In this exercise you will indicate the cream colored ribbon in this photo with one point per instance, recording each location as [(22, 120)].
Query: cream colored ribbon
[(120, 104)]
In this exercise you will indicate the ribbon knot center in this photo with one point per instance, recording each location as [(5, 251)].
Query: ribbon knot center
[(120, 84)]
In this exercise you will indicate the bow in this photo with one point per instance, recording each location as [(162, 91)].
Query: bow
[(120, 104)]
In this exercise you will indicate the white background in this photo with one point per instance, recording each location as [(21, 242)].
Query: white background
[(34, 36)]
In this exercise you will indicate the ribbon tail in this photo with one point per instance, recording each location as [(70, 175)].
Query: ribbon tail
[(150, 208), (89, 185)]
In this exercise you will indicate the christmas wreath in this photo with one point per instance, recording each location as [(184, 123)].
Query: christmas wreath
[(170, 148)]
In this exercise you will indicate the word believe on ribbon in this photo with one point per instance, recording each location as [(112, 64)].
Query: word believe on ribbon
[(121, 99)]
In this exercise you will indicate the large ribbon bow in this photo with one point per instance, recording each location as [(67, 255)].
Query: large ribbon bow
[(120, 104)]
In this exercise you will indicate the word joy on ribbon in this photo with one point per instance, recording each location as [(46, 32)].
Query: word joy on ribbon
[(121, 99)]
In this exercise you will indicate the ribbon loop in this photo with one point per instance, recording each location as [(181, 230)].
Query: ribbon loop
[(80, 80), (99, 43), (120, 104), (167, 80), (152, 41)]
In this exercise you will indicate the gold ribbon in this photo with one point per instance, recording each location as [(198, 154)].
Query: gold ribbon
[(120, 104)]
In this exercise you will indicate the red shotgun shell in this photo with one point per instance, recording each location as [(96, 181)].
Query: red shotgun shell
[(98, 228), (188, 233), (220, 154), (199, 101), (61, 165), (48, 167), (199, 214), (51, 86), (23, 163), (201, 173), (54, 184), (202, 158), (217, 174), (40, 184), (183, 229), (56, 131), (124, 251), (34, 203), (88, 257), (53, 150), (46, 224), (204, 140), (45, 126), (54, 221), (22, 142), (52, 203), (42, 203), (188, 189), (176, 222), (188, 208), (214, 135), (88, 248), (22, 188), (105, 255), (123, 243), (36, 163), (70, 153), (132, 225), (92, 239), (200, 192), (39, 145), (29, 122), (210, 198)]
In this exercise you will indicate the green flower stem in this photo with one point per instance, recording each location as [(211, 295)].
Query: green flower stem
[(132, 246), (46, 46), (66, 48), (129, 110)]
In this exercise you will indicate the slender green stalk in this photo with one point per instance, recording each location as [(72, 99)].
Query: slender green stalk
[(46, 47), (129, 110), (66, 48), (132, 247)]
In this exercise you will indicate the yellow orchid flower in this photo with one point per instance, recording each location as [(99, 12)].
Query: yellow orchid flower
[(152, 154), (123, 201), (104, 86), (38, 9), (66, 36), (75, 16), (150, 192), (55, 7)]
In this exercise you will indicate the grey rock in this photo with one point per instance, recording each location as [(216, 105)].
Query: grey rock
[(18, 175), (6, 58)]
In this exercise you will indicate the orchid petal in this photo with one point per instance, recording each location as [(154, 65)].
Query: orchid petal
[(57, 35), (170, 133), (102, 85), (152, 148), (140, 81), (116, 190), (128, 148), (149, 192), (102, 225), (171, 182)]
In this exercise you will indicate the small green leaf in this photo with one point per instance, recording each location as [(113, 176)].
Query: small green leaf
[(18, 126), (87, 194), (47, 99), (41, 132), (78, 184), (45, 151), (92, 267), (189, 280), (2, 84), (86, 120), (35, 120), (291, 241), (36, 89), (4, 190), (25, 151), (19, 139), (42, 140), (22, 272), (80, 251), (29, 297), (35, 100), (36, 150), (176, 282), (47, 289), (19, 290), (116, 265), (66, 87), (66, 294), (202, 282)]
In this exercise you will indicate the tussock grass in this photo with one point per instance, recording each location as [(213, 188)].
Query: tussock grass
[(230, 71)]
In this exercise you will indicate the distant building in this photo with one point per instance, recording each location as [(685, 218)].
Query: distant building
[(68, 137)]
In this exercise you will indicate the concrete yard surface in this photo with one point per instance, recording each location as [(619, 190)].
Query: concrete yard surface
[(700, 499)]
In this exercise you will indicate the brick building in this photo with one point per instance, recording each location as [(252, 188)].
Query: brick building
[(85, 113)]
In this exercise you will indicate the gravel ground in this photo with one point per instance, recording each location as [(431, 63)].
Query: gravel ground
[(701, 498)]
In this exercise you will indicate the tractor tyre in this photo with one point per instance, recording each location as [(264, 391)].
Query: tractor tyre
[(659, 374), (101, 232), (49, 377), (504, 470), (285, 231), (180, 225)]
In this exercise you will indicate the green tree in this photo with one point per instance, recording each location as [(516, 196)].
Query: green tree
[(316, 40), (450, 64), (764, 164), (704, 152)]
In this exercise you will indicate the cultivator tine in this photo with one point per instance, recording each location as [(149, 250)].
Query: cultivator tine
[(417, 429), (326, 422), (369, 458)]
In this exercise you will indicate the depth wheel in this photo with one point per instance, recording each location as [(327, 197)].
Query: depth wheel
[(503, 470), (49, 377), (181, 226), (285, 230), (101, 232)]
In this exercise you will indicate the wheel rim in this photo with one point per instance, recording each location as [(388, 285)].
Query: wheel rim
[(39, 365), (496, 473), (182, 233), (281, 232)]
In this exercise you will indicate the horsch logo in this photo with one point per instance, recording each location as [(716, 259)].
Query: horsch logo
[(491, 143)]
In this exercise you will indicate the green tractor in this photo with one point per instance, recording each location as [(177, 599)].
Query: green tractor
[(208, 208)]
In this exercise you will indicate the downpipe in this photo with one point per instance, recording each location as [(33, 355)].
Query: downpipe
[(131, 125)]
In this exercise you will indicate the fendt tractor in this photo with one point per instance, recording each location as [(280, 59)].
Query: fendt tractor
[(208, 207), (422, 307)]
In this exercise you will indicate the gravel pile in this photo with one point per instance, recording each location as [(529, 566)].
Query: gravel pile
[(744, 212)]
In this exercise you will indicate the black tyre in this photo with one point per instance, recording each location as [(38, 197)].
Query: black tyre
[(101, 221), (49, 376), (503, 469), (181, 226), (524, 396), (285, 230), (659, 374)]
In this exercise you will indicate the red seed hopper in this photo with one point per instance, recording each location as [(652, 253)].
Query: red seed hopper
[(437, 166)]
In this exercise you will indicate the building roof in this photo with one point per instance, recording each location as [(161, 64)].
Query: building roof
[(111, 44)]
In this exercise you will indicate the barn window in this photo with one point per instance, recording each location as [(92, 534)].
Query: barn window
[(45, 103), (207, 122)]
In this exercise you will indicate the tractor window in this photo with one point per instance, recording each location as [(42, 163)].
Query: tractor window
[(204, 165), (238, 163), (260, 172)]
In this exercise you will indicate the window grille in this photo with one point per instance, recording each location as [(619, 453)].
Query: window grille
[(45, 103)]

===

_WHAT TO WORK ON_:
Retype the data exactly as it stands, from the line containing "In this exercise you will indicate the gravel ground" through the line containing "[(491, 143)]", including both of those lines.

_FULL ANSWER_:
In this exercise you will indicate the gravel ground in this photo with one point per instance, recording each location as [(431, 63)].
Query: gravel ground
[(701, 498)]
In this exercise you will indicate the tractor tyre in this photo with one point per instance, recording each location as [(264, 391)].
Query: tractor tyre
[(659, 374), (101, 232), (49, 377), (504, 470), (285, 231), (180, 225)]
In this exercise you will indicate the green tree in this photo with one point per instance, recording each location as [(516, 196)].
Query: green tree
[(316, 40), (450, 64), (764, 164), (704, 152)]
In this exercise you will indicate the cultivator tine in this photo with one point per instance, recording each location as [(149, 250)].
Query: cultivator tine
[(417, 429), (326, 422), (369, 458)]
In this exercise you will indicate the depth wheel in this photo with one point per instance, recording each location as [(327, 197)].
Query: depth wheel
[(503, 470), (49, 377), (181, 226), (285, 230), (101, 232)]
In this exercise you will indicate the wheel rim in this photo with one point per instance, recording each location as [(388, 285)].
Query: wheel rim
[(39, 365), (496, 473), (182, 233), (281, 232)]
In this exercise you will indicate the horsch logo in this photo with one point per instance, recording each location as [(716, 259)].
Query: horsch logo
[(491, 143)]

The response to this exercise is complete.